● MATERIAL PROVIDED:
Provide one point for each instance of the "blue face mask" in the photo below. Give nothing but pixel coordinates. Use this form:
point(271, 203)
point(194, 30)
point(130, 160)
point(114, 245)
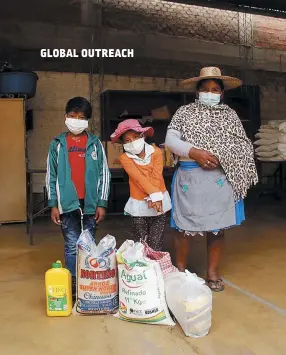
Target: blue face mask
point(210, 99)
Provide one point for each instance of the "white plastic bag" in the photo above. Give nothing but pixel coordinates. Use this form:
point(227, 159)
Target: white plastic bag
point(141, 287)
point(97, 278)
point(190, 301)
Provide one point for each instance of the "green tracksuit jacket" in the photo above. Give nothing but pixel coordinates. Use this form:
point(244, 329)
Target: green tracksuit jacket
point(60, 187)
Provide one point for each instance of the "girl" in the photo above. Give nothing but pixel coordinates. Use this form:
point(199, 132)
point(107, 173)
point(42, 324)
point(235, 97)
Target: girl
point(149, 199)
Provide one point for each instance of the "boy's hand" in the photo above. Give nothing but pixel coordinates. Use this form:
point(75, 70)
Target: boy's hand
point(55, 216)
point(100, 214)
point(158, 206)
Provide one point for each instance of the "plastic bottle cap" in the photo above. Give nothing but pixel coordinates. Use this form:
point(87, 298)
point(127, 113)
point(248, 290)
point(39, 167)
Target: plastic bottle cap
point(57, 265)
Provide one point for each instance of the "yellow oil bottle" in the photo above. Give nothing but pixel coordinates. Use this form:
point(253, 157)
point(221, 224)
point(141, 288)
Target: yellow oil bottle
point(58, 291)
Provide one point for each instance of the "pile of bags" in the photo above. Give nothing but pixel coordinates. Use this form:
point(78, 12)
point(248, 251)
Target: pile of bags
point(271, 141)
point(138, 284)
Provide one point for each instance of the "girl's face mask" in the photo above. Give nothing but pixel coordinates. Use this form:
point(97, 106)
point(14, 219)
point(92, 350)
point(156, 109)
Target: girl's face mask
point(76, 126)
point(136, 147)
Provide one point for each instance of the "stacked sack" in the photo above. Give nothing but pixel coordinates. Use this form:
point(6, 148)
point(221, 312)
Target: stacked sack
point(271, 141)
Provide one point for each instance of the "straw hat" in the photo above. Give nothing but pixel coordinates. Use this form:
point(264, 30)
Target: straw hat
point(211, 73)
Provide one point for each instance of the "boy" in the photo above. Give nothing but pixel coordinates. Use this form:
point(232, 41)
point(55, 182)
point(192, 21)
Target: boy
point(77, 179)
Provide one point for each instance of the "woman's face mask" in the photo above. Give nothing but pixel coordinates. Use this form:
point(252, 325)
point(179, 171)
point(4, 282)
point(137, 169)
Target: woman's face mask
point(76, 126)
point(136, 147)
point(209, 98)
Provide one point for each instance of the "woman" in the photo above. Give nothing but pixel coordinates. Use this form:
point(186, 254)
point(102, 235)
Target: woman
point(215, 169)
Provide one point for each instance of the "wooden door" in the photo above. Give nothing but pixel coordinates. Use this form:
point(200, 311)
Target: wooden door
point(12, 161)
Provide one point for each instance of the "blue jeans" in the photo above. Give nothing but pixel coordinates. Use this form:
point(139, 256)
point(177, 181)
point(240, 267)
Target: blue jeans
point(71, 229)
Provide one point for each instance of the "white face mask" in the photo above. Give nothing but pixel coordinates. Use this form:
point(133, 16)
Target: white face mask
point(135, 147)
point(75, 125)
point(210, 99)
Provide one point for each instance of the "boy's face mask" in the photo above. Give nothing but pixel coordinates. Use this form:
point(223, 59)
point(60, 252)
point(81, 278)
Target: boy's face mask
point(135, 147)
point(76, 126)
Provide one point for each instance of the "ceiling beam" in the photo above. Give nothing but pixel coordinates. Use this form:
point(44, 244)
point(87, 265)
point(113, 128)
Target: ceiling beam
point(276, 8)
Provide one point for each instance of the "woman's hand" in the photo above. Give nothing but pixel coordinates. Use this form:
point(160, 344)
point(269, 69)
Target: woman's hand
point(158, 206)
point(205, 159)
point(55, 216)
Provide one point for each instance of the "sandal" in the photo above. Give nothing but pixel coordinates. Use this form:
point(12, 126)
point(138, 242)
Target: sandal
point(216, 286)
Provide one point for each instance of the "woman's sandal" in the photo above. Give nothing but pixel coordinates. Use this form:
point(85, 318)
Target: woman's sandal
point(216, 286)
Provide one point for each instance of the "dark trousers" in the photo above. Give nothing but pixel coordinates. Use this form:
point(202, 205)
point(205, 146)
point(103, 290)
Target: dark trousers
point(150, 230)
point(71, 230)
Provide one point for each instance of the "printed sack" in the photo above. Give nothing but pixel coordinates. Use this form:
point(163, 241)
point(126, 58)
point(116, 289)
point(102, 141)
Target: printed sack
point(141, 287)
point(97, 279)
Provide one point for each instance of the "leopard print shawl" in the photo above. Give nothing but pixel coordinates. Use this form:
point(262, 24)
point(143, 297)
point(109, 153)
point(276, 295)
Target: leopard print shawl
point(219, 130)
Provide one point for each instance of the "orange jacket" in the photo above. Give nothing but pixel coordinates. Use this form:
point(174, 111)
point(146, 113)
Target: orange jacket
point(145, 180)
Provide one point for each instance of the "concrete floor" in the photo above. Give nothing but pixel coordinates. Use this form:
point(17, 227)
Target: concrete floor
point(243, 322)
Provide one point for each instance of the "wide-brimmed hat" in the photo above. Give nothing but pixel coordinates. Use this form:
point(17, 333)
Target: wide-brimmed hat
point(211, 73)
point(130, 125)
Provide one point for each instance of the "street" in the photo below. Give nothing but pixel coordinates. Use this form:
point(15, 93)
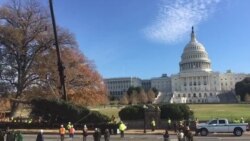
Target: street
point(212, 137)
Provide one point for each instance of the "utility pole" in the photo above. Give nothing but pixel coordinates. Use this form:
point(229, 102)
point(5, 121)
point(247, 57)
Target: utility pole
point(59, 61)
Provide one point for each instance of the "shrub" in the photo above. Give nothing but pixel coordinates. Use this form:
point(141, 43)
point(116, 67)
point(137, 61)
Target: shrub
point(55, 111)
point(175, 111)
point(134, 112)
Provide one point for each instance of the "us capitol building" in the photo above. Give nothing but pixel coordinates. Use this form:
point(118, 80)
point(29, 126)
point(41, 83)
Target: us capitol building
point(195, 83)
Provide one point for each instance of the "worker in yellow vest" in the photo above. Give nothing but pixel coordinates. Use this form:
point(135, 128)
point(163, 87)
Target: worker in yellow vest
point(62, 132)
point(153, 124)
point(122, 128)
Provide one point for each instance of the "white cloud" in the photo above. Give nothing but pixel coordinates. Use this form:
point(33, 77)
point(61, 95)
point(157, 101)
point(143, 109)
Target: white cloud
point(176, 17)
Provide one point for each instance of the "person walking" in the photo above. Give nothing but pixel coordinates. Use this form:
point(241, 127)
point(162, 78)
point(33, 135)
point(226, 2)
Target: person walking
point(39, 136)
point(85, 133)
point(19, 136)
point(68, 127)
point(180, 135)
point(2, 134)
point(122, 128)
point(166, 136)
point(153, 125)
point(169, 124)
point(97, 135)
point(242, 120)
point(71, 132)
point(196, 122)
point(10, 135)
point(106, 135)
point(62, 132)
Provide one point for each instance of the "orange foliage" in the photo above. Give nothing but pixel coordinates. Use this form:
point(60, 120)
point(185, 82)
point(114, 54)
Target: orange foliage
point(84, 85)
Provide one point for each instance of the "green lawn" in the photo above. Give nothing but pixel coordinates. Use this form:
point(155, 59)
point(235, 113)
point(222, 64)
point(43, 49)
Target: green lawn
point(201, 111)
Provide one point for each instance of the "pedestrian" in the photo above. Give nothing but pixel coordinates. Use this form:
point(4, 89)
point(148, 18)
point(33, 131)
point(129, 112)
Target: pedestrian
point(113, 119)
point(62, 132)
point(242, 120)
point(180, 135)
point(97, 135)
point(2, 134)
point(19, 136)
point(169, 124)
point(106, 135)
point(166, 135)
point(71, 132)
point(188, 134)
point(10, 135)
point(39, 136)
point(85, 133)
point(175, 126)
point(196, 127)
point(153, 125)
point(69, 126)
point(122, 128)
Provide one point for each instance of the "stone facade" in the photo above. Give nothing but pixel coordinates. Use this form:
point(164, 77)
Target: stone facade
point(195, 83)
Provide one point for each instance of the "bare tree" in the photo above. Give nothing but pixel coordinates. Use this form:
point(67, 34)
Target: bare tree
point(124, 99)
point(25, 32)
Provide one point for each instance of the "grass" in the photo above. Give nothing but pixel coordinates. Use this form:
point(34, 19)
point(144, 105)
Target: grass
point(201, 111)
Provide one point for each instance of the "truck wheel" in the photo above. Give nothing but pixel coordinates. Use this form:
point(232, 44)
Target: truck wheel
point(203, 132)
point(237, 131)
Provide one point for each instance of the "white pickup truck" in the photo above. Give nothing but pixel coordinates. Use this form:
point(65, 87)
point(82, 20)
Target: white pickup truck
point(221, 126)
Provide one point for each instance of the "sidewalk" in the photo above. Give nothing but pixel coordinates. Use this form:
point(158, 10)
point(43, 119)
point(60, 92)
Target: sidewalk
point(129, 131)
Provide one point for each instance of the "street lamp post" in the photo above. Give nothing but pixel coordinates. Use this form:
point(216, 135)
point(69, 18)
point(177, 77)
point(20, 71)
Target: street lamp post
point(144, 109)
point(59, 61)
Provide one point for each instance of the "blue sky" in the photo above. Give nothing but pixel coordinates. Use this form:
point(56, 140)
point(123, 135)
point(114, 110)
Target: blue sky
point(145, 38)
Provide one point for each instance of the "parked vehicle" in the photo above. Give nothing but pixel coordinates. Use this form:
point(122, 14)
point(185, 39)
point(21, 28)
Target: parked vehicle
point(222, 126)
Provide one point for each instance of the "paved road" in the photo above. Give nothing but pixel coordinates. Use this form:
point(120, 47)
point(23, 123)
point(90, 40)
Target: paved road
point(32, 137)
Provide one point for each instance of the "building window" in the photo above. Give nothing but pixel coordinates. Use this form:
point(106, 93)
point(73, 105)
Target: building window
point(194, 95)
point(205, 94)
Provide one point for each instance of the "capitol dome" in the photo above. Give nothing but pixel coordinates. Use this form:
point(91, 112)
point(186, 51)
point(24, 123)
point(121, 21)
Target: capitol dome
point(194, 56)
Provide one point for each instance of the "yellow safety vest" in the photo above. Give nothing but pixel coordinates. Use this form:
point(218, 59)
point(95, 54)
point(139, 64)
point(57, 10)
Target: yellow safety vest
point(122, 127)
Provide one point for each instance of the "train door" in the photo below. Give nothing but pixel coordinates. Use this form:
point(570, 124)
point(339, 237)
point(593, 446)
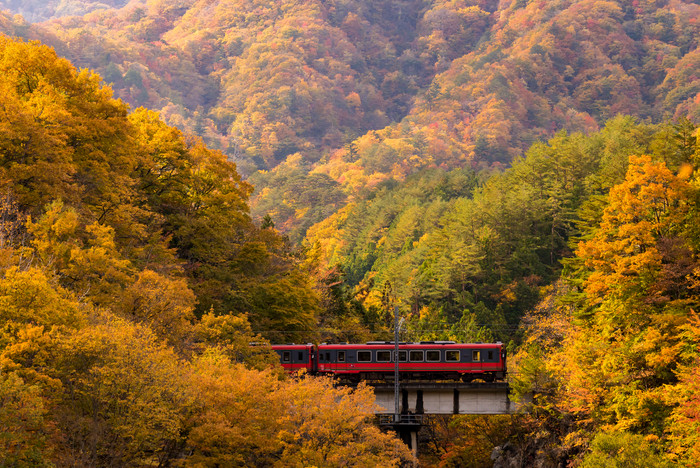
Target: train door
point(477, 358)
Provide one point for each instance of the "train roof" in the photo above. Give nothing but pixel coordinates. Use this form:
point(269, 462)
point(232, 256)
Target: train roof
point(409, 345)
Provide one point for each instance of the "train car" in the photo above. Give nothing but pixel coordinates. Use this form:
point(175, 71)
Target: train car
point(296, 357)
point(438, 360)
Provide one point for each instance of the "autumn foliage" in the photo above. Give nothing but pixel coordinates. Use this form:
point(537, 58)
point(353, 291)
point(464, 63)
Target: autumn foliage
point(132, 282)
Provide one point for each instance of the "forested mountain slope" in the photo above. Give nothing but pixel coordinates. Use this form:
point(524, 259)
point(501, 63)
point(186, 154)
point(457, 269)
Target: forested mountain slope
point(131, 277)
point(437, 84)
point(41, 10)
point(516, 170)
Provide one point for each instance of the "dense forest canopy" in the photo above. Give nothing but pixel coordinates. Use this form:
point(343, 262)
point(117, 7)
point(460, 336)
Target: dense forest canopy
point(515, 170)
point(363, 92)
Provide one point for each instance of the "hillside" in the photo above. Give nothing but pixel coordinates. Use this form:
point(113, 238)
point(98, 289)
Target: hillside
point(438, 85)
point(42, 10)
point(523, 171)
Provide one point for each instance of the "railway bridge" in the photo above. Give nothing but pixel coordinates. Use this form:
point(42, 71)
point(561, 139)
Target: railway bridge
point(417, 399)
point(446, 398)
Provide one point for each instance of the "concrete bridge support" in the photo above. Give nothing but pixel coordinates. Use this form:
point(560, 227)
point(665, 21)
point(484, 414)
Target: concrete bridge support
point(446, 398)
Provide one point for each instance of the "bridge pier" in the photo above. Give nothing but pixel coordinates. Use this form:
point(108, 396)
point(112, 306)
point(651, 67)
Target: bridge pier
point(446, 398)
point(406, 427)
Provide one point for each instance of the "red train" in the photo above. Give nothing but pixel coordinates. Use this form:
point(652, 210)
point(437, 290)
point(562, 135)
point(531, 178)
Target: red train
point(428, 360)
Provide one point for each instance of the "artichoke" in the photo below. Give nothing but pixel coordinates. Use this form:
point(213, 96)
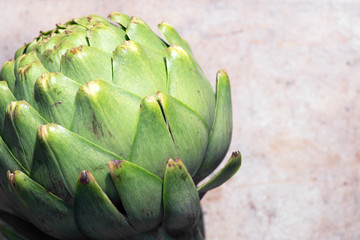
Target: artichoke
point(107, 131)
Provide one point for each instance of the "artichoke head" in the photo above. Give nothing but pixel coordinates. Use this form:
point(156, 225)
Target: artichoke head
point(107, 131)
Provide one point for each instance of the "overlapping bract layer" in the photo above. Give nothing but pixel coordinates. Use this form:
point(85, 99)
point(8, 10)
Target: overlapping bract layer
point(91, 116)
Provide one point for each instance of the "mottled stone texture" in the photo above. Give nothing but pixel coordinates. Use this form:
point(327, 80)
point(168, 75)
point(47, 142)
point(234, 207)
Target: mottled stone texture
point(295, 74)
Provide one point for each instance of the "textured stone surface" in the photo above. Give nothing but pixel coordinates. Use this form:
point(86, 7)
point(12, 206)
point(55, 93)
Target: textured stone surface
point(295, 74)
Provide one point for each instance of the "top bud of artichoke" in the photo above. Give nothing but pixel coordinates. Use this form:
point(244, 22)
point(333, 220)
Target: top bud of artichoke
point(92, 114)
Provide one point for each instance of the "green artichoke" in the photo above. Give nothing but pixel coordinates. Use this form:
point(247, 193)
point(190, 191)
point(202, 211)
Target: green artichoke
point(95, 117)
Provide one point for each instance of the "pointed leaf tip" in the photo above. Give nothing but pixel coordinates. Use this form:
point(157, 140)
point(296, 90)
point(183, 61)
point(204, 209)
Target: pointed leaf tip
point(231, 167)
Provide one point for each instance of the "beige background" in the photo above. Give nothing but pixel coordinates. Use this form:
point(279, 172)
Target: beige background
point(295, 74)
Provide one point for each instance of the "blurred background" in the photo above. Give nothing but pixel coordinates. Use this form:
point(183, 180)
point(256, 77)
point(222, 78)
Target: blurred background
point(295, 73)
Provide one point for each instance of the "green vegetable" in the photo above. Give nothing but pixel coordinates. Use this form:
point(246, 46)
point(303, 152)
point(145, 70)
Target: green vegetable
point(106, 131)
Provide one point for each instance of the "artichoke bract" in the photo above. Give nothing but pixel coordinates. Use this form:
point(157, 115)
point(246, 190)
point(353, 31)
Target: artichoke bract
point(107, 131)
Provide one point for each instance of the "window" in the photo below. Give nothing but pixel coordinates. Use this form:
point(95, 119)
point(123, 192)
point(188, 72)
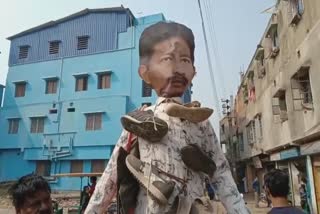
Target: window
point(258, 127)
point(252, 90)
point(301, 89)
point(82, 83)
point(54, 47)
point(279, 105)
point(83, 42)
point(51, 86)
point(260, 62)
point(93, 121)
point(43, 167)
point(98, 165)
point(295, 11)
point(274, 37)
point(37, 124)
point(76, 166)
point(20, 89)
point(13, 125)
point(104, 80)
point(146, 89)
point(23, 51)
point(251, 132)
point(241, 144)
point(146, 104)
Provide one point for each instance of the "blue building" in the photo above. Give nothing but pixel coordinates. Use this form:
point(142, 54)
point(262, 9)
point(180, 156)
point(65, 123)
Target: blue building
point(68, 84)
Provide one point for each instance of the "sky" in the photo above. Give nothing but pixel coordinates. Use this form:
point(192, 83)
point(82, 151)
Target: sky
point(234, 28)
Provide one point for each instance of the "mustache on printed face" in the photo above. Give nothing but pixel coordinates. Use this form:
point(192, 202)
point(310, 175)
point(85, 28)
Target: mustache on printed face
point(178, 78)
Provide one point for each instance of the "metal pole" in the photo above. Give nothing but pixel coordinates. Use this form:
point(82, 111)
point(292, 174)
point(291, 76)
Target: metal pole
point(215, 94)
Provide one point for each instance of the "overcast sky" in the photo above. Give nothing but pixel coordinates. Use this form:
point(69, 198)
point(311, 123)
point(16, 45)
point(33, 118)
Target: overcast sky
point(238, 27)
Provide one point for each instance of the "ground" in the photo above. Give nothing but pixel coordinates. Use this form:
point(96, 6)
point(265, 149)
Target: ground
point(71, 199)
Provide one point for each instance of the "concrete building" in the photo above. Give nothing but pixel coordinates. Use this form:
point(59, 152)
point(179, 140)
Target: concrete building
point(277, 108)
point(68, 84)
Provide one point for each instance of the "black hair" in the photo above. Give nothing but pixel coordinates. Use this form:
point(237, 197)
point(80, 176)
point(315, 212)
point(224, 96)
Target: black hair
point(27, 186)
point(277, 182)
point(161, 31)
point(93, 179)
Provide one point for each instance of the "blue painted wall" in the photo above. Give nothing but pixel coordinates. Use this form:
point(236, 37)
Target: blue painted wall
point(113, 46)
point(1, 93)
point(102, 29)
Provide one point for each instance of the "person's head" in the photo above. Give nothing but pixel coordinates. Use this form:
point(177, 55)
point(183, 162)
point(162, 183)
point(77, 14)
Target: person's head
point(31, 194)
point(277, 183)
point(166, 52)
point(93, 179)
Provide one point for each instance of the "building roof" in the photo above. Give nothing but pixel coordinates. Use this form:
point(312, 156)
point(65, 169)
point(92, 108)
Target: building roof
point(72, 16)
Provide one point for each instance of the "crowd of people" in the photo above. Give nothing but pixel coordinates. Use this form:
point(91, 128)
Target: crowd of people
point(175, 164)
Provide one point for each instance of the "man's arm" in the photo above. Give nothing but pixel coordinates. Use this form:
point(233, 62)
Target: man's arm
point(106, 187)
point(222, 179)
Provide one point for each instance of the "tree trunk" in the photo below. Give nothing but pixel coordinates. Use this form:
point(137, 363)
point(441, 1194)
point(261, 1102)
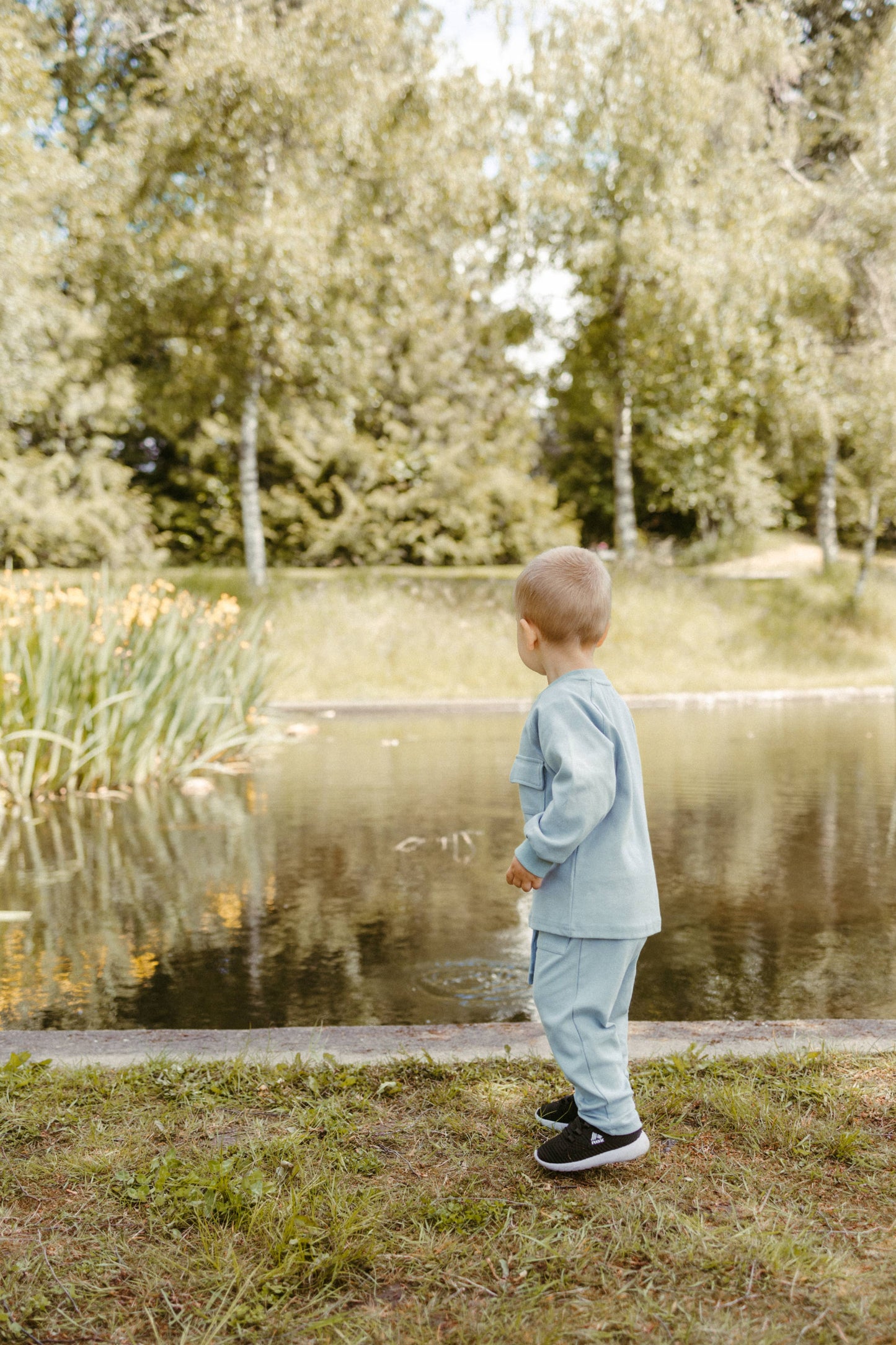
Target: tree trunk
point(253, 530)
point(625, 524)
point(827, 521)
point(869, 545)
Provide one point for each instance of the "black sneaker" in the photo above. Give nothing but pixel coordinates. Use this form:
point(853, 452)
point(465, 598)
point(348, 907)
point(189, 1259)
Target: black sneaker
point(556, 1115)
point(580, 1146)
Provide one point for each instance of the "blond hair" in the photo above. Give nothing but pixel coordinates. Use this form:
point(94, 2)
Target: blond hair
point(566, 592)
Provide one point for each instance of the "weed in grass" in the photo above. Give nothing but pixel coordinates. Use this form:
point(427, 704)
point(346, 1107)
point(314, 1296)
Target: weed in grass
point(343, 1211)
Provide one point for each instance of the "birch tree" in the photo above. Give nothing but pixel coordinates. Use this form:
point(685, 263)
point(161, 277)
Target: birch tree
point(63, 501)
point(659, 194)
point(221, 259)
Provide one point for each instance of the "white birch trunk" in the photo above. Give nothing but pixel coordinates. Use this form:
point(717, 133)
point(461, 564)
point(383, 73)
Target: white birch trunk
point(869, 543)
point(827, 521)
point(253, 530)
point(625, 524)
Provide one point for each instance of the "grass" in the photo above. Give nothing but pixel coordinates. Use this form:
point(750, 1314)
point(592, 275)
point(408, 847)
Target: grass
point(108, 686)
point(198, 1203)
point(432, 634)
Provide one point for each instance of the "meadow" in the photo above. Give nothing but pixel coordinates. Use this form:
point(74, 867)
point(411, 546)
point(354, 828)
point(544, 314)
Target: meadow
point(198, 1203)
point(418, 634)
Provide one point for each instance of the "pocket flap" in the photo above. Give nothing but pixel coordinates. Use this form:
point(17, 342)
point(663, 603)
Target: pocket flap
point(528, 771)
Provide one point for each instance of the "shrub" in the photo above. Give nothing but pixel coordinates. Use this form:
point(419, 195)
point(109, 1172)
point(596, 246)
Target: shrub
point(107, 687)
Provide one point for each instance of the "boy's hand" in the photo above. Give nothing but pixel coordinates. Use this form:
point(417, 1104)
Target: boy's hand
point(520, 877)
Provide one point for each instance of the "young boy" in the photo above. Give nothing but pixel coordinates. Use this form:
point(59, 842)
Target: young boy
point(586, 856)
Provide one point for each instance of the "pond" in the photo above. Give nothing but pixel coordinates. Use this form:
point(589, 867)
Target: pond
point(358, 877)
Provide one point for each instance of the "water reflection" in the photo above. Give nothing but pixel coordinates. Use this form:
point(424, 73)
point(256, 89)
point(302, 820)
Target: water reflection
point(358, 877)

● SHORT PROBLEM: Copy the rows above word for word, from the very first line through the line that contains "point(60, 187)". Leave the pictures out.

● OUTPUT OF THE EXERCISE:
Provide one point for each instance of the "blue face mask" in the photo below. Give nothing but pixel coordinates. Use this form:
point(271, 203)
point(194, 30)
point(130, 160)
point(114, 245)
Target: blue face mask
point(210, 99)
Provide one point for each instance of the "white plastic bag" in the photo above. Give nothing but pixel coordinates. Use this form:
point(227, 159)
Target: white plastic bag
point(141, 287)
point(97, 278)
point(190, 301)
Provide one point for each instance of the "green tracksuit jacket" in the photo above. Give nothing but pixel coordinates. Use this form:
point(244, 329)
Target: green tracksuit jacket
point(60, 187)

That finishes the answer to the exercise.